## STORED ROWS
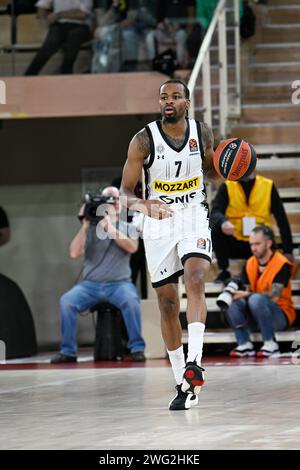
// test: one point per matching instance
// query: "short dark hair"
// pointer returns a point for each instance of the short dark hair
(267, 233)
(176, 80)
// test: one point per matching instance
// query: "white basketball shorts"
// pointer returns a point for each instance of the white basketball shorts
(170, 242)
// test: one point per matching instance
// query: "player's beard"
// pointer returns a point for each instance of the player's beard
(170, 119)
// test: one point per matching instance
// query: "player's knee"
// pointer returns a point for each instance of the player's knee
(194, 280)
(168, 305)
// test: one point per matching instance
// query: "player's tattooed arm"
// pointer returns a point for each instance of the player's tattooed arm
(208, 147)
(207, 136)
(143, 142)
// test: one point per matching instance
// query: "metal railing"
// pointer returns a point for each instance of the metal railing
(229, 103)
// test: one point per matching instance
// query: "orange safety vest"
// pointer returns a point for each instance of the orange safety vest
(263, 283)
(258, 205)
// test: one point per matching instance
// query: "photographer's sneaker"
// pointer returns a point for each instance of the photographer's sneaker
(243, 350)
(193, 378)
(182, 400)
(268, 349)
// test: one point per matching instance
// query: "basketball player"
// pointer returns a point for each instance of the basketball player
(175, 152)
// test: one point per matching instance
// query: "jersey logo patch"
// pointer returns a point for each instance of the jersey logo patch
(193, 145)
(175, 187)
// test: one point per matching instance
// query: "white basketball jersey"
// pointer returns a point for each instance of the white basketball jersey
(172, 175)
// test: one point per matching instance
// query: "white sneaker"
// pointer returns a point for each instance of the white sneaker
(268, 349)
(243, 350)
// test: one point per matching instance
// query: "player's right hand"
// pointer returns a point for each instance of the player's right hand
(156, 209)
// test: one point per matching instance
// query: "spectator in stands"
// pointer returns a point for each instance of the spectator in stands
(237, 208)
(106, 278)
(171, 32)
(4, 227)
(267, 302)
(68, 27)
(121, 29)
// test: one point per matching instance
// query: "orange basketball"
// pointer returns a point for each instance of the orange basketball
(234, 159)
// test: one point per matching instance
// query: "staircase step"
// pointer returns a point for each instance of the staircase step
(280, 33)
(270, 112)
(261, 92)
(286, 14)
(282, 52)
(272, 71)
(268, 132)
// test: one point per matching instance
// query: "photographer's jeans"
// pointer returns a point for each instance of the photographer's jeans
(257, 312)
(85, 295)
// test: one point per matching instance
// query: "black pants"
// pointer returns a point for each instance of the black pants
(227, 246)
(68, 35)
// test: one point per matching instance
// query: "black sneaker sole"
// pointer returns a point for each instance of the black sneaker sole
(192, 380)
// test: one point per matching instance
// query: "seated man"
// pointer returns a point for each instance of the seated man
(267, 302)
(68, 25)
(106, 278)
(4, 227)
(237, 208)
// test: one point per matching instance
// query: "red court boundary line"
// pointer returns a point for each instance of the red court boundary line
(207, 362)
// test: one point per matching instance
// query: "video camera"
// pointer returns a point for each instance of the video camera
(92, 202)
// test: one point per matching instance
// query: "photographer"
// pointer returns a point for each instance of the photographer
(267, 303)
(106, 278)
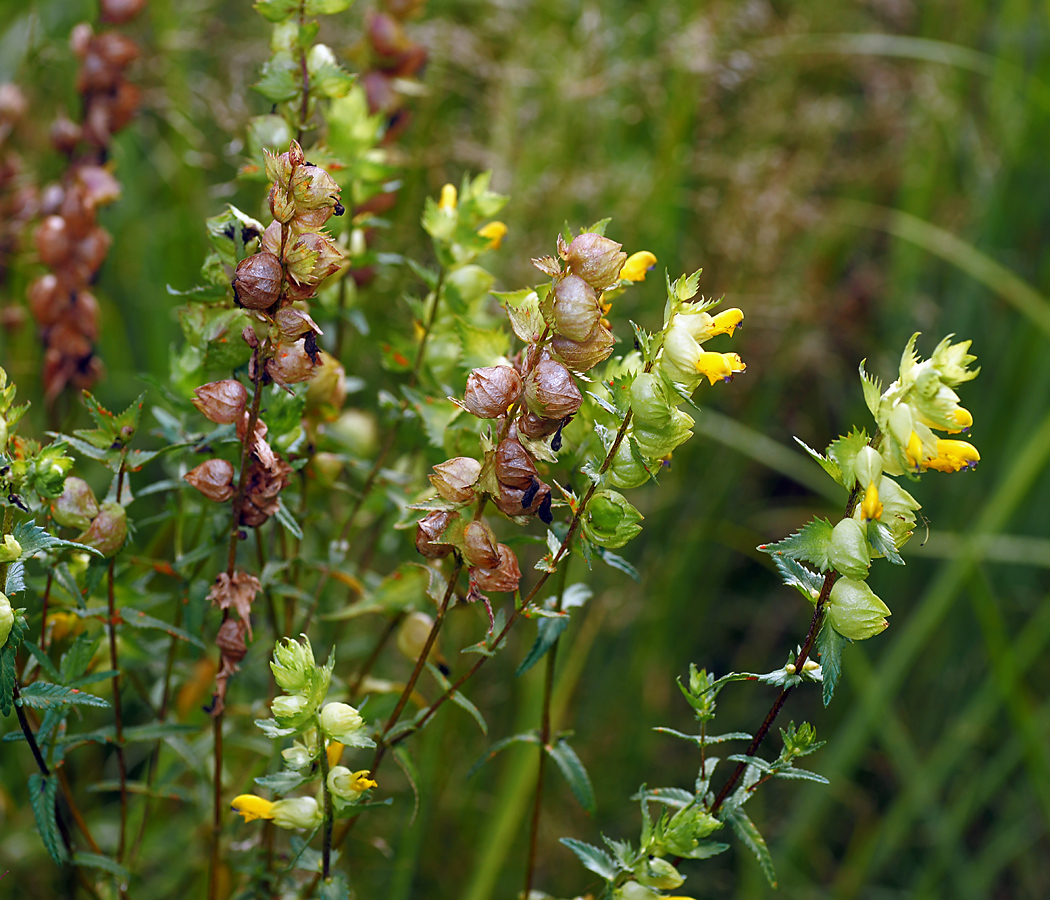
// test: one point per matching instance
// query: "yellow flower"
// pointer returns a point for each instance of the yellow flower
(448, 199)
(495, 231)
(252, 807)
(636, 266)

## WRITTEN REQUEST
Give only the number of lines in the records that contain the string "staircase", matching case exactly.

## THE RESULT
2